Source data
┌──

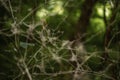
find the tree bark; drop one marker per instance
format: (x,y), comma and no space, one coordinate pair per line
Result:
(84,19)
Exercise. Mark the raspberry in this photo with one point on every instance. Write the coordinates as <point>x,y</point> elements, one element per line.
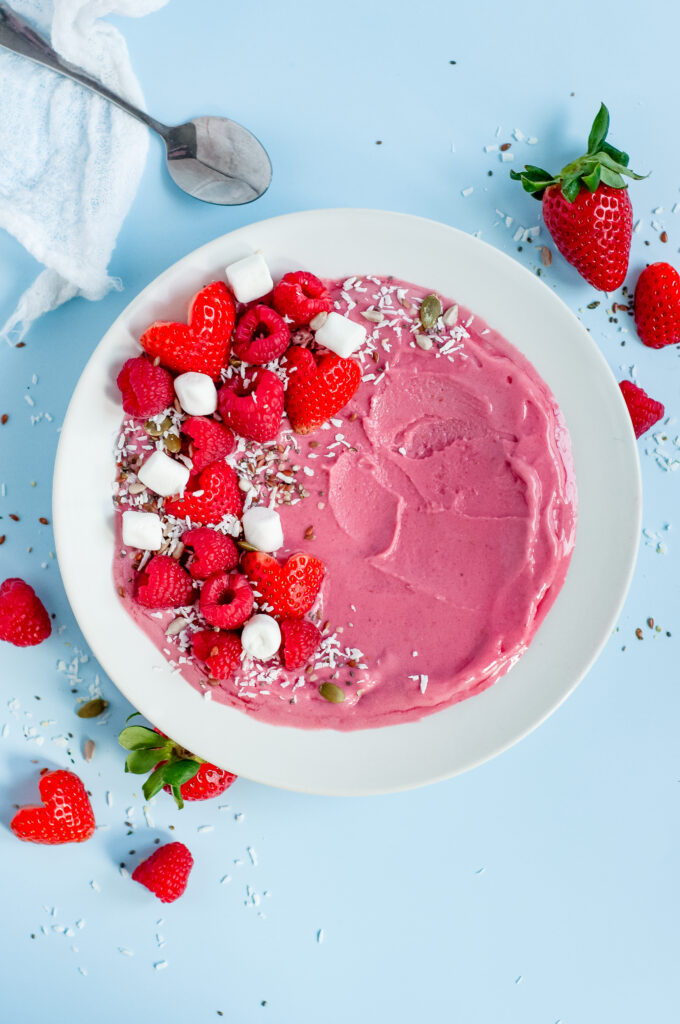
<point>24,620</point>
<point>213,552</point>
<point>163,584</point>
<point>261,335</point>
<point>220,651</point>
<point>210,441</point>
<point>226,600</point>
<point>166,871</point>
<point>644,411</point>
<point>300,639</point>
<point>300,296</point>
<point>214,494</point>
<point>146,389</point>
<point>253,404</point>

└──
┌──

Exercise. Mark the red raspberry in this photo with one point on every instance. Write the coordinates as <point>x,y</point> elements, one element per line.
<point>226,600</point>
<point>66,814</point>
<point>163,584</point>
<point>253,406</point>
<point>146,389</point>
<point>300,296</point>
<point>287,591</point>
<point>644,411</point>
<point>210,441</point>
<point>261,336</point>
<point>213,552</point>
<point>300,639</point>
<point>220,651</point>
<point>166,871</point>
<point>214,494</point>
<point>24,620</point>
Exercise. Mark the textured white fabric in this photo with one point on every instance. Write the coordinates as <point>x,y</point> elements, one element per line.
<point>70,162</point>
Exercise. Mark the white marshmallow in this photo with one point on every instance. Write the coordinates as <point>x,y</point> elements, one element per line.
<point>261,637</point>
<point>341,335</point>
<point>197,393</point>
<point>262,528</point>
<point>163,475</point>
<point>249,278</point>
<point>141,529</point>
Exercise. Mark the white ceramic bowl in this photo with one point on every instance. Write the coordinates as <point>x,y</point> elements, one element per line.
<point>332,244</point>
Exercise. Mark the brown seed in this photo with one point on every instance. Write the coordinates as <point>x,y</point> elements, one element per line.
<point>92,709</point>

└──
┌──

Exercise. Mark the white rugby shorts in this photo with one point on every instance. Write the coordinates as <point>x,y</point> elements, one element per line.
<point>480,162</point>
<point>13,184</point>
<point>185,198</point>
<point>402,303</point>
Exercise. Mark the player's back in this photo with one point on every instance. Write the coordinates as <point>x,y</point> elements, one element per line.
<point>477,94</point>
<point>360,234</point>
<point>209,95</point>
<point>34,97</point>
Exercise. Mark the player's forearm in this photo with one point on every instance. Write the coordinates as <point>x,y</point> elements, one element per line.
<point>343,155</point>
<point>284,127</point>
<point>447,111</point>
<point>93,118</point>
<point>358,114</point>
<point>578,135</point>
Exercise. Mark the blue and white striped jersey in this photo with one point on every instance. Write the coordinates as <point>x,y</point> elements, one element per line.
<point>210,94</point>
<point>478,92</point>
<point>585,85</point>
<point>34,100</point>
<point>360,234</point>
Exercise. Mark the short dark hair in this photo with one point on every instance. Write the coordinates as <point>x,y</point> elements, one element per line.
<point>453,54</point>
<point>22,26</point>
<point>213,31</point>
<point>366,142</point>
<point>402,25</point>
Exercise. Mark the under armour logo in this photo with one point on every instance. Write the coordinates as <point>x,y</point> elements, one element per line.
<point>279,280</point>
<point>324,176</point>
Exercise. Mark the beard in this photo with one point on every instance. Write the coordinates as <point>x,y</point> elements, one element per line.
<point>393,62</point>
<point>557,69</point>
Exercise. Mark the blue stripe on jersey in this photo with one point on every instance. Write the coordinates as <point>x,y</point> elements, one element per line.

└──

[THE REQUEST]: Determine how many lines of the items above contain the string "player", and state only that number.

[COMPLETED TASK]: 2